Down to the final line, print the records below exactly and without pictures.

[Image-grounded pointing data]
-------

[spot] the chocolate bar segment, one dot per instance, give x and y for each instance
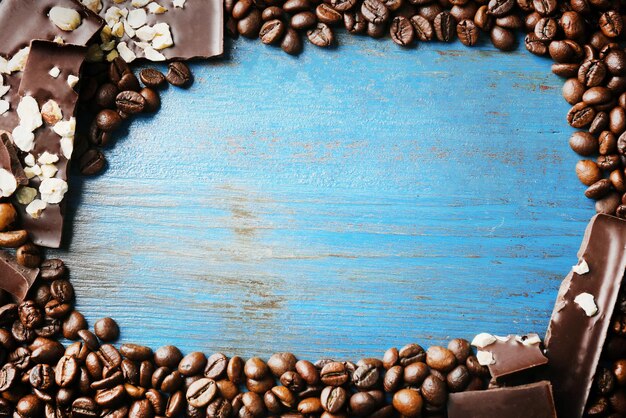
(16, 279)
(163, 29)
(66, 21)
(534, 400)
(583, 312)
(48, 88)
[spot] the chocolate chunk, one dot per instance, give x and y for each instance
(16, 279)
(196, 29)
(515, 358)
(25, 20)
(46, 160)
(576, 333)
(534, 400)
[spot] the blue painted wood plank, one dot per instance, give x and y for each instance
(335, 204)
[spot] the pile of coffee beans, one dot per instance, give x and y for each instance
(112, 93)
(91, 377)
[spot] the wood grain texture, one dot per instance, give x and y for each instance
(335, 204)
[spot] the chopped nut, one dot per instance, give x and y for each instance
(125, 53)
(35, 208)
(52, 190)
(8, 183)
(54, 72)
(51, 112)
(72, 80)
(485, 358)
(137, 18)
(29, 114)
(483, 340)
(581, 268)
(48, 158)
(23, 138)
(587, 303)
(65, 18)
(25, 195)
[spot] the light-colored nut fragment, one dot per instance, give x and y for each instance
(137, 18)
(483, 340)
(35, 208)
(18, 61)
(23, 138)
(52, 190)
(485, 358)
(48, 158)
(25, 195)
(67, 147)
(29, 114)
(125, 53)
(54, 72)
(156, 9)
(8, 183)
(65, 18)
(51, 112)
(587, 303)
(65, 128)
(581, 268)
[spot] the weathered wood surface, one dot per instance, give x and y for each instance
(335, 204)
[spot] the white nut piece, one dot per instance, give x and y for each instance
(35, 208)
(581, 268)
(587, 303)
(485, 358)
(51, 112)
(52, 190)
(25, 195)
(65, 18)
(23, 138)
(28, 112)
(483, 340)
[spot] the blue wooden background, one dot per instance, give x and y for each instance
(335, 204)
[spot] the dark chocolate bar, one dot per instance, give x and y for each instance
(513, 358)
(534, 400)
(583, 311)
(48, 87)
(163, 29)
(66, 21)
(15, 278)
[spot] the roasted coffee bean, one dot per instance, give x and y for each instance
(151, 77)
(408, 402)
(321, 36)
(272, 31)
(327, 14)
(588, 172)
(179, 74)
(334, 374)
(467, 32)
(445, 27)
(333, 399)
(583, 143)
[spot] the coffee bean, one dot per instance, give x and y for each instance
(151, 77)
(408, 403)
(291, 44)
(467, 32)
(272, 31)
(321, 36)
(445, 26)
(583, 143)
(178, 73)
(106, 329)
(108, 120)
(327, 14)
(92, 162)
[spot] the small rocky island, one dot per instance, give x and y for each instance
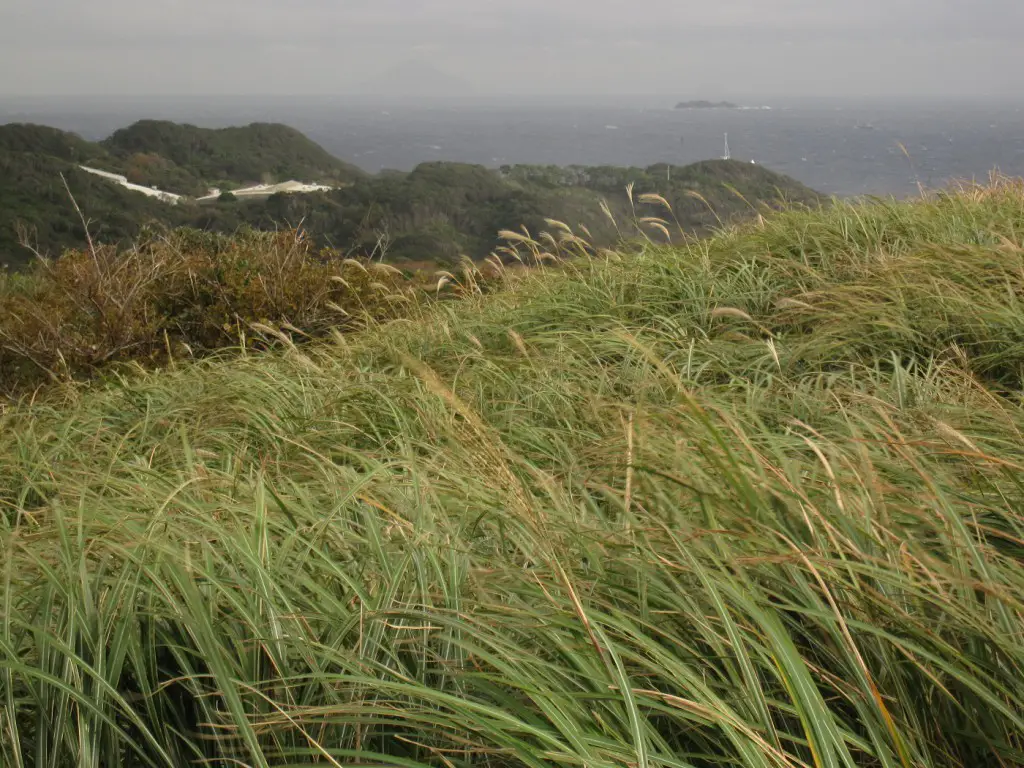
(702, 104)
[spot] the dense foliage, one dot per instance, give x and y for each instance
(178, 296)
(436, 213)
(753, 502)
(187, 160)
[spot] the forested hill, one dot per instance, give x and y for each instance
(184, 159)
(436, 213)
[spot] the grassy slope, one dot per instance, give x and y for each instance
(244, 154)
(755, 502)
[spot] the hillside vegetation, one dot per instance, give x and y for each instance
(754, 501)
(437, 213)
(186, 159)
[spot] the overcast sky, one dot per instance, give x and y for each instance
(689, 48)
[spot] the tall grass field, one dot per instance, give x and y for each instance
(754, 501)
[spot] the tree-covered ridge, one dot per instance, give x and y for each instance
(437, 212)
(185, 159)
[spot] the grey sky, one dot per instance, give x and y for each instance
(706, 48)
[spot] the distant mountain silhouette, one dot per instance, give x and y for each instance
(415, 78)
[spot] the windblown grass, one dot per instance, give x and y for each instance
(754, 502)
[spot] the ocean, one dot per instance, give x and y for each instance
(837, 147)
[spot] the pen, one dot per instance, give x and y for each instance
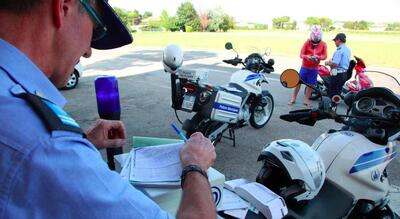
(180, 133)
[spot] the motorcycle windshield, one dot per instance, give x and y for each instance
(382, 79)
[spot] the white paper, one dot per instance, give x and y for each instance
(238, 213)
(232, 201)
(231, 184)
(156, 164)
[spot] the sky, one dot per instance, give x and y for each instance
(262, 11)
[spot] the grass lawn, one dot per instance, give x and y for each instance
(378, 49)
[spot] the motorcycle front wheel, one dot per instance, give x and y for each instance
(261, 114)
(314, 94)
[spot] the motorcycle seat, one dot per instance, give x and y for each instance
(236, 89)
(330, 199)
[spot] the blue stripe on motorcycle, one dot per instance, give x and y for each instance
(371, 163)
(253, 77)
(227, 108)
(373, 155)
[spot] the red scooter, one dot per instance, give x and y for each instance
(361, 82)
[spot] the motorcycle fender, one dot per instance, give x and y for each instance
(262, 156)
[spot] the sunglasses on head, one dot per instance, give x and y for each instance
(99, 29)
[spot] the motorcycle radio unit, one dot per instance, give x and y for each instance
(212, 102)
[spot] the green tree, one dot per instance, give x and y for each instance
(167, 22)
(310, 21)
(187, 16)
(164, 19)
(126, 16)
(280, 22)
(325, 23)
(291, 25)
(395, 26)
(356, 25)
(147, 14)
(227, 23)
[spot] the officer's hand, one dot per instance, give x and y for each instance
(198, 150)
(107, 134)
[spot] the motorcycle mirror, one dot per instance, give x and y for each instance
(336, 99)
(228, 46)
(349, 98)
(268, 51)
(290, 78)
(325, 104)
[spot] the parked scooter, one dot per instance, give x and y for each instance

-------

ANSWER BOX.
[spot] the chocolate bar segment, one dot per instance, give x and y for each instance
(16, 279)
(163, 29)
(66, 21)
(534, 400)
(583, 312)
(48, 88)
[spot] the chocolate chunk, one dot per instance, give x and y for each instance
(16, 279)
(196, 29)
(515, 358)
(25, 20)
(46, 160)
(576, 333)
(534, 400)
[spot] the blue painted wood plank, one dot per instance, give x and y for each instance
(335, 204)
[spot] the pile of coffee beans, one dot per instance, give x and y for each instance
(112, 93)
(91, 377)
[spot] the wood grain texture, one dot per instance, give x and y for each instance
(335, 204)
[spot] the chopped nut, one dot per instance, give x and y for each instance
(125, 53)
(35, 208)
(52, 190)
(8, 183)
(54, 72)
(51, 112)
(72, 80)
(485, 358)
(137, 18)
(29, 114)
(483, 340)
(581, 268)
(48, 158)
(23, 138)
(587, 303)
(65, 18)
(25, 195)
[spot] the light-colored nut fragment, one dot per instance, give x and y for each instance
(137, 18)
(483, 340)
(35, 208)
(18, 61)
(23, 138)
(52, 190)
(485, 358)
(48, 158)
(25, 195)
(67, 147)
(29, 114)
(125, 53)
(54, 72)
(156, 9)
(8, 183)
(65, 18)
(51, 112)
(587, 303)
(65, 128)
(581, 268)
[spot] the weathered wood surface, one dot per instance, give x and y for each instance
(335, 204)
[spot] the white nut piece, one dot per instance, give x and y for each instance
(35, 208)
(581, 268)
(587, 303)
(485, 358)
(51, 112)
(52, 190)
(25, 195)
(65, 18)
(23, 138)
(28, 112)
(483, 340)
[spot] the blue wooden background, one dot per instance, give x and y for each instance
(335, 204)
[spot] the dark chocolate bar, one dot per instance, give x and y for each instance
(513, 358)
(534, 400)
(583, 311)
(48, 87)
(163, 29)
(66, 21)
(15, 278)
[spot] the roasted coffee bean, one dot per instance, give x and y for each instance
(151, 77)
(408, 402)
(321, 36)
(272, 31)
(327, 14)
(588, 172)
(179, 74)
(334, 374)
(467, 32)
(445, 27)
(333, 399)
(583, 143)
[spot] the coffee bean, one dot per instance, give x and y for each instance
(151, 77)
(408, 403)
(291, 44)
(467, 32)
(272, 31)
(321, 36)
(445, 26)
(583, 143)
(178, 73)
(106, 329)
(108, 120)
(327, 14)
(92, 162)
[spot] the small rocky island, one dot per instance, give x and y for each instance
(702, 104)
[spot] the dense foliage, one dot per instance, give x and y for each instance
(178, 296)
(436, 213)
(753, 502)
(187, 160)
[spot] the forested hill, one dot per instance, give x and y for each instance
(184, 159)
(436, 213)
[spot] the grassy slope, one dot per instance, give x and y for each instance
(244, 154)
(755, 502)
[spot] the hillside vegetation, one dot per instance, give x and y for each instance
(754, 501)
(437, 213)
(186, 159)
[spot] the overcast sky, one dot per instance, give x and y for each instance
(689, 48)
[spot] the tall grass field, one dot per instance, give x and y for each instance
(754, 501)
[spot] the tree-covered ridge, one dot per instance, give x and y for each instance
(437, 212)
(185, 159)
[spot] the grey sky, one dot per instance, give x and y for each instance
(706, 48)
[spot] the distant mountain silhouette, one dot per instance, give x and y for each instance
(415, 78)
[spot] the windblown grass, one dot per instance, give x and y for each instance
(754, 502)
[spot] the ocean, one dot per instance, give x and y for each instance
(837, 147)
[spot] the pen, one dot per instance, give x and y for each instance
(180, 133)
[spot] the motorcycle windshield, one dot per instance, give x and y for each instance
(382, 79)
[spot] the white paper, one dot per instance, give x and y for each instance
(238, 213)
(232, 201)
(231, 184)
(156, 164)
[spot] the sky, one dot per instance, give x and y for each instance
(262, 11)
[spot] the grass lawn, one dot per instance, give x and y for each instance
(378, 49)
[spot] the motorcycle front wheel, one dot per instance, give x and y for each instance
(261, 114)
(314, 94)
[spot] the motorcycle seat, one dot per instance, give x and y for each instance
(236, 89)
(330, 199)
[spot] the blue stripe on motorcycle, one dot per instance, give x and y for each instance
(371, 163)
(253, 77)
(227, 108)
(373, 155)
[spot] the red scooter, one dot per instance, give x and y for each instance
(361, 82)
[spot] the motorcycle fender, one dot per instance, give x and y for each instance
(262, 156)
[spot] the sunglasses on head, one dot per instance, give x and y for each instance
(99, 29)
[spot] the motorcycle radio unit, one dot per instance, give x and y for each instance
(212, 102)
[spot] the green tree, one dot per instance, give x and y for each instance
(167, 22)
(310, 21)
(187, 16)
(164, 19)
(126, 16)
(280, 22)
(325, 23)
(291, 25)
(395, 26)
(356, 25)
(147, 14)
(227, 23)
[spot] the officer's hand, one dot per instance, give x and y for each instance
(198, 150)
(107, 134)
[spot] the motorcycle mirror, one dot per instance, give x and y for each instance
(336, 99)
(228, 46)
(349, 98)
(268, 51)
(290, 78)
(325, 104)
[spot] the parked scooter, one dot per instance, give x and y for each instance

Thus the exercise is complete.